Informe, copiando-as por inteiro, todas as linhas abaixo em que aparece a palavra "bare". A distinção entre maiúsculas e minúsculas deve ser respeitada.

- Entradas salvas -
____
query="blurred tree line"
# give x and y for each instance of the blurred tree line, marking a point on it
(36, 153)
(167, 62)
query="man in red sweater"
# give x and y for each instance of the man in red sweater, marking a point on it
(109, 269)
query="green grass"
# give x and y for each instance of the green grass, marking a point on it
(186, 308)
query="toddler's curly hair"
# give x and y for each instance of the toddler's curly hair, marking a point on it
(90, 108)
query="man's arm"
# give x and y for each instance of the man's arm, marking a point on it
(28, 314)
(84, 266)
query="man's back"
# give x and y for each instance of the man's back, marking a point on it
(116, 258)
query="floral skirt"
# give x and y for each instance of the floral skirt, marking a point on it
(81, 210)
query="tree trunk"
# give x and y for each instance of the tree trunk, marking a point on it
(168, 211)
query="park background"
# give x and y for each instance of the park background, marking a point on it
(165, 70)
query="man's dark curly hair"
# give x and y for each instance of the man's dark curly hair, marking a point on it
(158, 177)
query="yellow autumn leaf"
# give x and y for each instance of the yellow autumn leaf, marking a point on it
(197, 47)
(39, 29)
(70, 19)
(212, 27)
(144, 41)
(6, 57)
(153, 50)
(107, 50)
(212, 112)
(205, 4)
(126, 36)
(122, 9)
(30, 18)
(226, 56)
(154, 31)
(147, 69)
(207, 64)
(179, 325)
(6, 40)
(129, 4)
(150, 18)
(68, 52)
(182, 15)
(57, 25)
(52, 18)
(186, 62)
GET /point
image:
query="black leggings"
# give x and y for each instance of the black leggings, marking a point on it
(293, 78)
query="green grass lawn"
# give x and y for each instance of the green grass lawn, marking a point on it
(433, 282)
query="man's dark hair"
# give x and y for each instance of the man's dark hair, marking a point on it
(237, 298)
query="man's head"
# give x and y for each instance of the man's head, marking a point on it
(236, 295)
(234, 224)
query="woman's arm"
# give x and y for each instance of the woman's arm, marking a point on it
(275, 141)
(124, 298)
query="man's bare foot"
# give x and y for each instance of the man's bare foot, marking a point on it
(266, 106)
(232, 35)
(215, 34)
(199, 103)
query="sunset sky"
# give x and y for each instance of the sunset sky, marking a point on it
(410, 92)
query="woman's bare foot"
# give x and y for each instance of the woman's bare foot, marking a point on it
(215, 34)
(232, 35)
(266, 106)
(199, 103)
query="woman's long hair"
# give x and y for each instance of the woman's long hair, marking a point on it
____
- Resposta da tarefa -
query="man's bare foot"
# give x and y for each instance of the man's bare foot, marking a point on it
query="woman's bare foot"
# give x and y for each instance of the woman's bare foot, marking a point on it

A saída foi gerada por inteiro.